Write out, exactly as they appear, only the lines running from the line with "If you could point to the dirt" to the final line of the listing; include both.
════════════════
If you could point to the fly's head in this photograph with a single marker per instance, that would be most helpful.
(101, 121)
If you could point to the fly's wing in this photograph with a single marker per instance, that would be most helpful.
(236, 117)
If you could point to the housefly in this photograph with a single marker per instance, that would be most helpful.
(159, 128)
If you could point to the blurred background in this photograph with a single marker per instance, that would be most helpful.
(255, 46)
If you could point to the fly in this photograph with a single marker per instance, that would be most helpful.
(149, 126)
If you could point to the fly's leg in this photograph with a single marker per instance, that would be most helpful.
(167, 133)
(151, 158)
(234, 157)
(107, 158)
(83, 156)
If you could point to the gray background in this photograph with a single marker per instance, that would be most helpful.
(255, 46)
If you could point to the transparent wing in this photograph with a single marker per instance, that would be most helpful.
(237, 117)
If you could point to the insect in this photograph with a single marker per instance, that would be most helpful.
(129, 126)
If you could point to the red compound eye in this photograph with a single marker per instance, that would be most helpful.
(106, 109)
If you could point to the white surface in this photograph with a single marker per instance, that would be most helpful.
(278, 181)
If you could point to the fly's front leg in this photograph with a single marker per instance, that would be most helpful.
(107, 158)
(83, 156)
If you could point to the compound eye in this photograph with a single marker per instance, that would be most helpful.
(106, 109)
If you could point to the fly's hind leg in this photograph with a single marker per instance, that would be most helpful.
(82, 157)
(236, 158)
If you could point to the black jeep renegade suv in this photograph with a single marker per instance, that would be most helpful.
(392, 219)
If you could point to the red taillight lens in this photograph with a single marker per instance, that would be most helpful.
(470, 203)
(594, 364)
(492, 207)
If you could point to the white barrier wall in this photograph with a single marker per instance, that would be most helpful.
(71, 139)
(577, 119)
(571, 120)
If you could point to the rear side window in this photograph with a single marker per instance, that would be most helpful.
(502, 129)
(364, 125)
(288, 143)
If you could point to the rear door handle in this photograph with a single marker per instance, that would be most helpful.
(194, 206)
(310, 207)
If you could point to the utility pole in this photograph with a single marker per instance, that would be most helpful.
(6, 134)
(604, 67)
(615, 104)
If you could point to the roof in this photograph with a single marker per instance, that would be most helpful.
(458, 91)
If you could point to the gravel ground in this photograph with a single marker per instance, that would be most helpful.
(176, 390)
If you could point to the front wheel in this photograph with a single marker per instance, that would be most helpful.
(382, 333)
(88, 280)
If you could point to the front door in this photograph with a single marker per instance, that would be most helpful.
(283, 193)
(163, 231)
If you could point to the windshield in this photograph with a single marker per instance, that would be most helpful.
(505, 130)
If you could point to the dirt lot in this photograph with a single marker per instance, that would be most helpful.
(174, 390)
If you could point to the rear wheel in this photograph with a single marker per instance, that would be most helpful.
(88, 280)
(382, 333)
════════════════
RESULT OF THE TASK.
If you could point to the dirt lot in this photograph with a single marker per instance, that would be most helpful.
(174, 390)
If you could point to the rear wheel in this photograph with a single marker per instance, that would be most helpful.
(88, 280)
(382, 333)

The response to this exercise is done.